[Opening Data supplied section]

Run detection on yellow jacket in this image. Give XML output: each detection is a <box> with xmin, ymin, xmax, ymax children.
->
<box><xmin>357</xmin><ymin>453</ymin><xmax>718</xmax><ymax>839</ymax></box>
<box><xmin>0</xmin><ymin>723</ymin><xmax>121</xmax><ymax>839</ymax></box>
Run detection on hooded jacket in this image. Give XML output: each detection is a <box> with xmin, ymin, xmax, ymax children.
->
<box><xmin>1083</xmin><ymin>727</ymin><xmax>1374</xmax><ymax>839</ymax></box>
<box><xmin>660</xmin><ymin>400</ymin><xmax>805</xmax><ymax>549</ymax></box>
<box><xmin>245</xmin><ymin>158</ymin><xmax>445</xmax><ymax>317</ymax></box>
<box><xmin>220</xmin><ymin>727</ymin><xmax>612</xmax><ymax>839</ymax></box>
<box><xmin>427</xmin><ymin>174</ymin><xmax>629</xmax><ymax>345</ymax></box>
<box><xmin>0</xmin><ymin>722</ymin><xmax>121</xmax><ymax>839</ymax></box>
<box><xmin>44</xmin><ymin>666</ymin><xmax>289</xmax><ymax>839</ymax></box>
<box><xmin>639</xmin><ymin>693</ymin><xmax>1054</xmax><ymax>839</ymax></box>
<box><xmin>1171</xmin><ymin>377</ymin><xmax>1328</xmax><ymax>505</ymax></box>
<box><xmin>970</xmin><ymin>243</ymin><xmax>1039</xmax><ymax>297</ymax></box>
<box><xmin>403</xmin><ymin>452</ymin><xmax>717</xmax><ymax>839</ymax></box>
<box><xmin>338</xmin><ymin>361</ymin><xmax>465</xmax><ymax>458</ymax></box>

[Closing Data supplied section]

- **What you need to do**
When you reach the end of the listing, print it again in full, exactly as given.

- **Solved problem**
Run detection on yellow jacket in this image. Give XML output: each detection is a <box> with xmin, ymin, xmax, ymax children.
->
<box><xmin>357</xmin><ymin>453</ymin><xmax>718</xmax><ymax>839</ymax></box>
<box><xmin>0</xmin><ymin>723</ymin><xmax>121</xmax><ymax>839</ymax></box>
Run detection on hooded jacket in this image. Give XML output: each detection is a <box> with xmin, ymin, xmax, ymax children.
->
<box><xmin>1083</xmin><ymin>727</ymin><xmax>1374</xmax><ymax>839</ymax></box>
<box><xmin>660</xmin><ymin>400</ymin><xmax>805</xmax><ymax>549</ymax></box>
<box><xmin>245</xmin><ymin>158</ymin><xmax>445</xmax><ymax>317</ymax></box>
<box><xmin>220</xmin><ymin>727</ymin><xmax>612</xmax><ymax>839</ymax></box>
<box><xmin>427</xmin><ymin>174</ymin><xmax>629</xmax><ymax>345</ymax></box>
<box><xmin>0</xmin><ymin>722</ymin><xmax>121</xmax><ymax>839</ymax></box>
<box><xmin>44</xmin><ymin>666</ymin><xmax>289</xmax><ymax>839</ymax></box>
<box><xmin>639</xmin><ymin>693</ymin><xmax>1054</xmax><ymax>839</ymax></box>
<box><xmin>1171</xmin><ymin>377</ymin><xmax>1328</xmax><ymax>505</ymax></box>
<box><xmin>970</xmin><ymin>243</ymin><xmax>1039</xmax><ymax>297</ymax></box>
<box><xmin>403</xmin><ymin>452</ymin><xmax>717</xmax><ymax>839</ymax></box>
<box><xmin>338</xmin><ymin>361</ymin><xmax>465</xmax><ymax>458</ymax></box>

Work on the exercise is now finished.